***** Recorded data *****

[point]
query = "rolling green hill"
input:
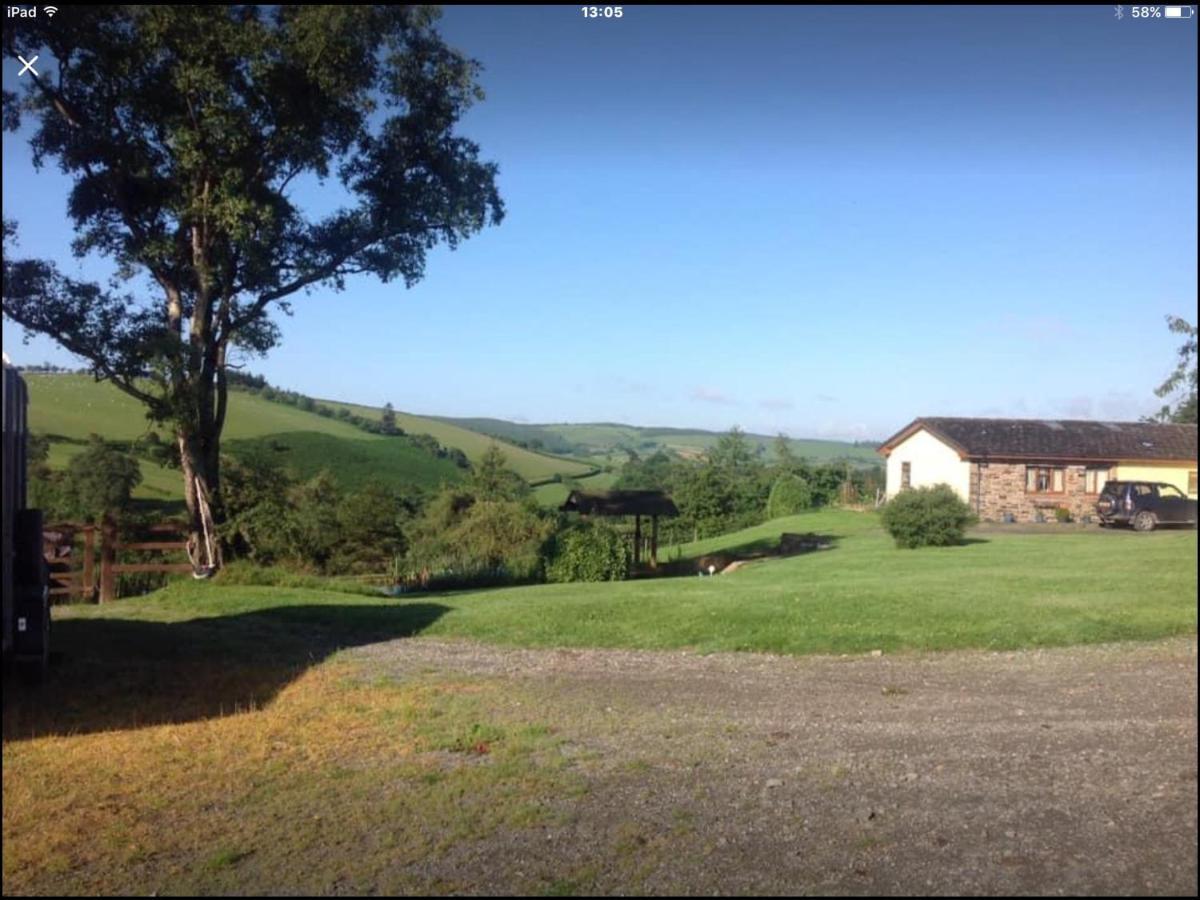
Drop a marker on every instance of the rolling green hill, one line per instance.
(600, 438)
(70, 407)
(531, 466)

*****

§ What the task asks
Can you rewrite the data above with "rolling green hill" changed to "grassy slope" wherever it appears, keeping everything else the same and leaving the pictures out?

§ Solved exercise
[point]
query = "grassy slope"
input:
Drop a marker on every instance of the grassy slope, one line per instance.
(600, 438)
(70, 407)
(531, 466)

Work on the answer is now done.